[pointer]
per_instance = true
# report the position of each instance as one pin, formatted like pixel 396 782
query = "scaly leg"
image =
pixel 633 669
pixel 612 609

* * *

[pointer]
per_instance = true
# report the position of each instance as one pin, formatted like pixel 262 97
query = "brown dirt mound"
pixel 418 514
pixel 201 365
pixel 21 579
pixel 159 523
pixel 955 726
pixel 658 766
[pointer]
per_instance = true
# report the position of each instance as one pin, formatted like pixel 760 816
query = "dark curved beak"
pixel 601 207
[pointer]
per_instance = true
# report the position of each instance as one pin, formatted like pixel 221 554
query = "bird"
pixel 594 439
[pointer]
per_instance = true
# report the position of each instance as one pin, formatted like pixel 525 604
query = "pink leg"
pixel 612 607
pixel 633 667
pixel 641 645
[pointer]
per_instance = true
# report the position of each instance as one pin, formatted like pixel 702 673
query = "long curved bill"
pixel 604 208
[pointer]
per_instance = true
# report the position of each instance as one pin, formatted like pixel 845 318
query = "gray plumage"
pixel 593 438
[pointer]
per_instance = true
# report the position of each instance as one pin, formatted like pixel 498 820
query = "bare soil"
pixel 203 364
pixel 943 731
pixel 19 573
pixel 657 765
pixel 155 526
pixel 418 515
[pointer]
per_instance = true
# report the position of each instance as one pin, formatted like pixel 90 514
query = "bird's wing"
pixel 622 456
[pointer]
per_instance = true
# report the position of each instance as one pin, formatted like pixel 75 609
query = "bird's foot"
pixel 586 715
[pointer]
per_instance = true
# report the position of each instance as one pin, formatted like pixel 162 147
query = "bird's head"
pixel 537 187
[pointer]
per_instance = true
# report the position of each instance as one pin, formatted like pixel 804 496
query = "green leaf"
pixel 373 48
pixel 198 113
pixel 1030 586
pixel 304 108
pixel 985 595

...

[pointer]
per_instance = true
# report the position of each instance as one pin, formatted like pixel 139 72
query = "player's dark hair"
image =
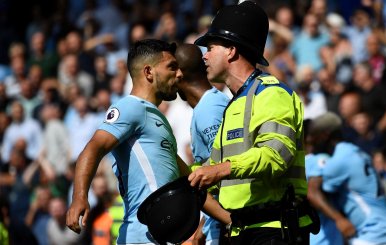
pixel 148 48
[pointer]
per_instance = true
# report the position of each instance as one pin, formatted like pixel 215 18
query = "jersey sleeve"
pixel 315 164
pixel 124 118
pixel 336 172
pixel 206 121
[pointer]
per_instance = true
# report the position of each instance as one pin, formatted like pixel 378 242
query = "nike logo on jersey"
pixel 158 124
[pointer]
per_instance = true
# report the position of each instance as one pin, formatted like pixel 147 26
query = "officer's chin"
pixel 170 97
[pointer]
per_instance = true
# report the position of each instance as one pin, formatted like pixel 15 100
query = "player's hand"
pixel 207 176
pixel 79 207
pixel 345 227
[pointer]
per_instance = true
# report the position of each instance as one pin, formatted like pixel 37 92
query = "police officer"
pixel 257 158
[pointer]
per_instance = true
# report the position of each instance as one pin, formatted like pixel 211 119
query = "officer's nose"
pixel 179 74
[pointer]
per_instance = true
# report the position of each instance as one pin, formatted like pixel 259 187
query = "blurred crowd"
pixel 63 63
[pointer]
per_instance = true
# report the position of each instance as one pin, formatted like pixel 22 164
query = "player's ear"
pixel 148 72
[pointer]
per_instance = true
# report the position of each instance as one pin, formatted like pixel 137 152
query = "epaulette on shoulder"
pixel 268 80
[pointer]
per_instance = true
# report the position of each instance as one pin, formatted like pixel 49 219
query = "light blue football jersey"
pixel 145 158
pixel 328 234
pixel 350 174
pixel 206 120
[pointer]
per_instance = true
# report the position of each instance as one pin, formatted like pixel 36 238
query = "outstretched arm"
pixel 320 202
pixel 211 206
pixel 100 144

→ **WHAT YOU NEED TO DO**: Print exactly the lines above from the one with "pixel 378 242" to the one with "pixel 211 119", including both.

→ **TASK ANSWER**:
# report the position of each instance as one pin, formatted like pixel 378 242
query = "nike logo on jersey"
pixel 158 124
[pointer]
per_instance = true
# report the position of each instance as one pin, formatted like pixel 147 26
query = "officer's chin"
pixel 170 97
[pointer]
per_instance = true
# report the position of each instance as one pin, formatted like pixel 15 100
query = "player's hand"
pixel 207 176
pixel 79 207
pixel 345 227
[pointer]
per_instance = true
# report the position of each instance as one pin, formatted like pixel 37 92
query = "police officer"
pixel 257 158
[pointer]
per_instance = true
# report the position of each instance as one pin, formatted like pixel 211 119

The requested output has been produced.